- [To do]
Only the lines below from the one with "Body asks for one point per instance of the shadowed" through the one with "Body asks for one point per instance of the white pole" are to be written out, exactly and without any images.

(Referring expression data)
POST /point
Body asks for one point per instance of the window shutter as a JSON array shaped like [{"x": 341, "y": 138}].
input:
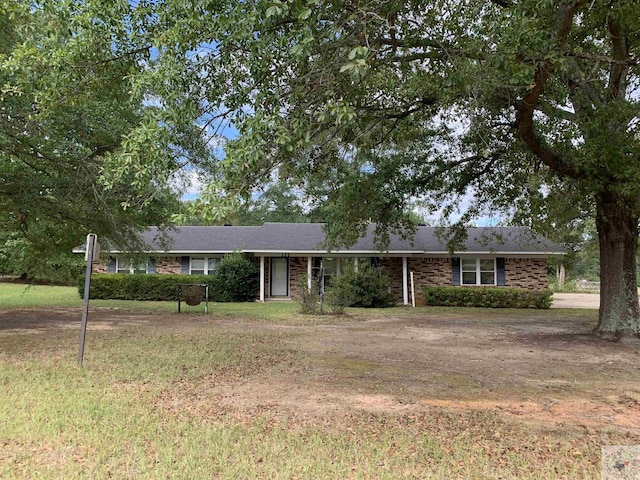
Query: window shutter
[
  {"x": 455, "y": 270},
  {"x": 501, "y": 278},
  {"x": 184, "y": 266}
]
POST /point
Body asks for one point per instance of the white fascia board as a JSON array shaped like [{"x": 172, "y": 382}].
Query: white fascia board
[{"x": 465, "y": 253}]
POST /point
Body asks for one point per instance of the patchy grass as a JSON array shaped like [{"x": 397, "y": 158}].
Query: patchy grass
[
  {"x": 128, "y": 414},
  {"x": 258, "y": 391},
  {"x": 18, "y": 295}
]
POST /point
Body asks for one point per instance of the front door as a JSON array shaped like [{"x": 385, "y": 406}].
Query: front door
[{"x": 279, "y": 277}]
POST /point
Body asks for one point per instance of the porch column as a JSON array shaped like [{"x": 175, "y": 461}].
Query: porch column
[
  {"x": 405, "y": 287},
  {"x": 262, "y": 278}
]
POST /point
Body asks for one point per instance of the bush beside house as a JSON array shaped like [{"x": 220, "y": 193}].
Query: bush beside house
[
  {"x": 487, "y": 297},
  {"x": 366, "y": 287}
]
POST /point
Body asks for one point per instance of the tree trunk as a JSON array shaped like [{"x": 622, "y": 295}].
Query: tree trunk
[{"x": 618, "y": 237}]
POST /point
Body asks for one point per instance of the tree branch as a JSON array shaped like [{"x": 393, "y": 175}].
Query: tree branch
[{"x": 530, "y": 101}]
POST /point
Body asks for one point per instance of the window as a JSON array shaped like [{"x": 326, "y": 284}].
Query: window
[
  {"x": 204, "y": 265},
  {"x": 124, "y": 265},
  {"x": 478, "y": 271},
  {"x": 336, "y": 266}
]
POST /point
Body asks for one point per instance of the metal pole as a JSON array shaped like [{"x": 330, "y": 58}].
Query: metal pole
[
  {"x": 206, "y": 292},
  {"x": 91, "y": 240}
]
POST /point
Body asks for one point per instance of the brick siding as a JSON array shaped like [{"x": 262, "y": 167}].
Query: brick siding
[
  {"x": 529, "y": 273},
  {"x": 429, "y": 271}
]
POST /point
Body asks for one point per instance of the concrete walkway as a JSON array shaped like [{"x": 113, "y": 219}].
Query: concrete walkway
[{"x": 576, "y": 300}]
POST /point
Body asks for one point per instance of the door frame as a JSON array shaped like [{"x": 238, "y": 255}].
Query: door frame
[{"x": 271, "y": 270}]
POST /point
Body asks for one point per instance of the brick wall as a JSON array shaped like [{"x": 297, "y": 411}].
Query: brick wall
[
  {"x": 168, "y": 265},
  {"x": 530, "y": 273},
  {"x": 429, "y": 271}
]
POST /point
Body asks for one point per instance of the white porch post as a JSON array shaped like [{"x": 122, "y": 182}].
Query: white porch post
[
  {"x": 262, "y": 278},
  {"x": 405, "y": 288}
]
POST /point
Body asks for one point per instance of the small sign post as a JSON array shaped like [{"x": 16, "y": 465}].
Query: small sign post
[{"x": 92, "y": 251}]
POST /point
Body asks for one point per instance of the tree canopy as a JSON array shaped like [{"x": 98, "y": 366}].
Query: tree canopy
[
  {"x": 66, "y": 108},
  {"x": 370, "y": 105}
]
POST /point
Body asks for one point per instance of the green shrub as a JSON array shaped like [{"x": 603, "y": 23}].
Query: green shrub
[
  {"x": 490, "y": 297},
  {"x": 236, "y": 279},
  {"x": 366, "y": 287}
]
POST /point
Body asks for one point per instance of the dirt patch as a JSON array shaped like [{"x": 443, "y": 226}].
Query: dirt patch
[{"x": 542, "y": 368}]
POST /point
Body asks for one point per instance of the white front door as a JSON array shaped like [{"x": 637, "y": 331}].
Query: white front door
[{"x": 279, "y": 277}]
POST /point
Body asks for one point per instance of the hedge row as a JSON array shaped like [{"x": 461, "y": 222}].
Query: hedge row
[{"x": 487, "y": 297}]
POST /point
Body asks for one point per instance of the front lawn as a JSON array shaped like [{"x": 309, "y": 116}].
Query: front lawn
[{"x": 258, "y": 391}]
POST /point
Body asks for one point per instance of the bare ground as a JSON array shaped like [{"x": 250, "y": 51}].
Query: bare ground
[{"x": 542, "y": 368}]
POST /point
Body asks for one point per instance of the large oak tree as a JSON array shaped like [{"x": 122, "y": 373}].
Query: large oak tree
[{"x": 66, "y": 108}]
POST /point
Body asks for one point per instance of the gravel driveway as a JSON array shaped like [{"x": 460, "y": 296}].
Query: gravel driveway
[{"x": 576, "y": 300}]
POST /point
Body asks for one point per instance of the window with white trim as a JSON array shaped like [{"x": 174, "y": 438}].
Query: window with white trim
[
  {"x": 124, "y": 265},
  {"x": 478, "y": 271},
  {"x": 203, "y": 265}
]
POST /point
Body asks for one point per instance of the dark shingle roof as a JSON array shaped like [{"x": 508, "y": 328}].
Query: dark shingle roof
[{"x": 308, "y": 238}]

* * *

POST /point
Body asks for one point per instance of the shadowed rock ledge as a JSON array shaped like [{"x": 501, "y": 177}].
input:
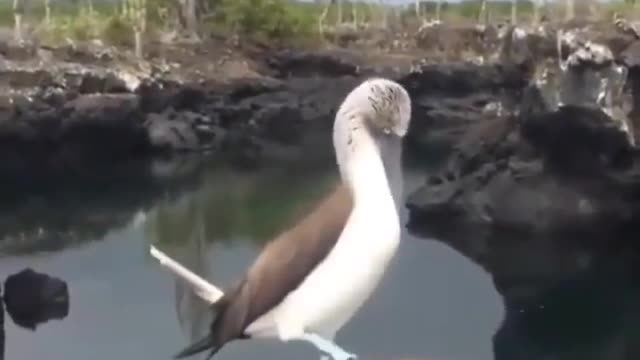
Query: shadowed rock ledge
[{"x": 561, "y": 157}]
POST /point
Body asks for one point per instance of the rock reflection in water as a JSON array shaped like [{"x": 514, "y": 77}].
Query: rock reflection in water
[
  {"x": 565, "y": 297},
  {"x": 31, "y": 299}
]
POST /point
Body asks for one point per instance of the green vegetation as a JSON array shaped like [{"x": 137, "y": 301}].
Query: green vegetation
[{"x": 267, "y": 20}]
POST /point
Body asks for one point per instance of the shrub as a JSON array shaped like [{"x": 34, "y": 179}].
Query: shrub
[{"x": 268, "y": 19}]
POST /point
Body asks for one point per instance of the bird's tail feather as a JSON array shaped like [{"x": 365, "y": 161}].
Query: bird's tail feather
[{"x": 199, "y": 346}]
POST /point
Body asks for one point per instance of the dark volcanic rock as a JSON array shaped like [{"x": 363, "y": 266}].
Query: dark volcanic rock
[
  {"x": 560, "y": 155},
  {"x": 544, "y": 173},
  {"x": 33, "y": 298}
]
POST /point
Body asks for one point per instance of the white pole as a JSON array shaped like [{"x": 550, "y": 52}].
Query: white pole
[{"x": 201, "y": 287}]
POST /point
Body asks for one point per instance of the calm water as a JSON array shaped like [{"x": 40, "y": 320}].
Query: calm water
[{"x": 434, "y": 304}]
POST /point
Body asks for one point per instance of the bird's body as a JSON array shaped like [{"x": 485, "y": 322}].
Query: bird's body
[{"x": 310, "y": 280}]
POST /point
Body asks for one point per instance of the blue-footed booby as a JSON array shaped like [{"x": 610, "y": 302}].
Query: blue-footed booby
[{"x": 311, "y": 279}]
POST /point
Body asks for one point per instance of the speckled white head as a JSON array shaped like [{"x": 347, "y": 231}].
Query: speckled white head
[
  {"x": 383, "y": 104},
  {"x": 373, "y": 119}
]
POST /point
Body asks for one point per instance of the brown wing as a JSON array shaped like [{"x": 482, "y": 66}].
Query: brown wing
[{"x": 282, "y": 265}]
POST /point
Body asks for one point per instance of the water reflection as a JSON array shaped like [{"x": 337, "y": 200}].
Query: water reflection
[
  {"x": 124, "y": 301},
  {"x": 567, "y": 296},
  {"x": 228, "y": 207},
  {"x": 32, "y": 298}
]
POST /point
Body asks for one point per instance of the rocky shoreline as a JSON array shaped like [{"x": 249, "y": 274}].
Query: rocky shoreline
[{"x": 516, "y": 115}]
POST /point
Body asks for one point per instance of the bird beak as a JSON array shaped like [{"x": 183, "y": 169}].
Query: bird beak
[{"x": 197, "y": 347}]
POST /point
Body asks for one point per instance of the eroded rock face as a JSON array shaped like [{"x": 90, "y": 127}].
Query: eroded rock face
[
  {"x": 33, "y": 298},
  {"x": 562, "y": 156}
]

- [Result below]
Body asks for one point per instance of the shadowed rock ledge as a JSON array shaped like [{"x": 501, "y": 177}].
input:
Query: shadowed rock ledge
[{"x": 561, "y": 157}]
POST /point
Body asks for one point per instance of the rock reflection in water as a JSON array shaped like [{"x": 514, "y": 77}].
Query: rock reflection in water
[
  {"x": 565, "y": 297},
  {"x": 31, "y": 299}
]
POST /point
Body asks for one point per instance of the green vegetation as a JSON array shaped like [{"x": 137, "y": 301}].
Query: green vegetation
[{"x": 267, "y": 20}]
POST /point
Body asks for one point per instance of the shrub as a JSON array shaped like [{"x": 34, "y": 179}].
Query: shrub
[{"x": 268, "y": 19}]
POST /point
Body asks for one point per instance of the bird's tail feather as a JSON array shaped like [{"x": 365, "y": 161}].
Query: bird's tail feather
[{"x": 199, "y": 346}]
POST /point
Body asks for one point per instance of the dark volcanic rock as a JSON array shaped like [{"x": 363, "y": 266}].
Query: dark volcanic rock
[
  {"x": 560, "y": 155},
  {"x": 544, "y": 173},
  {"x": 33, "y": 298}
]
POST /point
Body asks for one point per instance of the white pole as a JSON array shaped like [{"x": 550, "y": 52}].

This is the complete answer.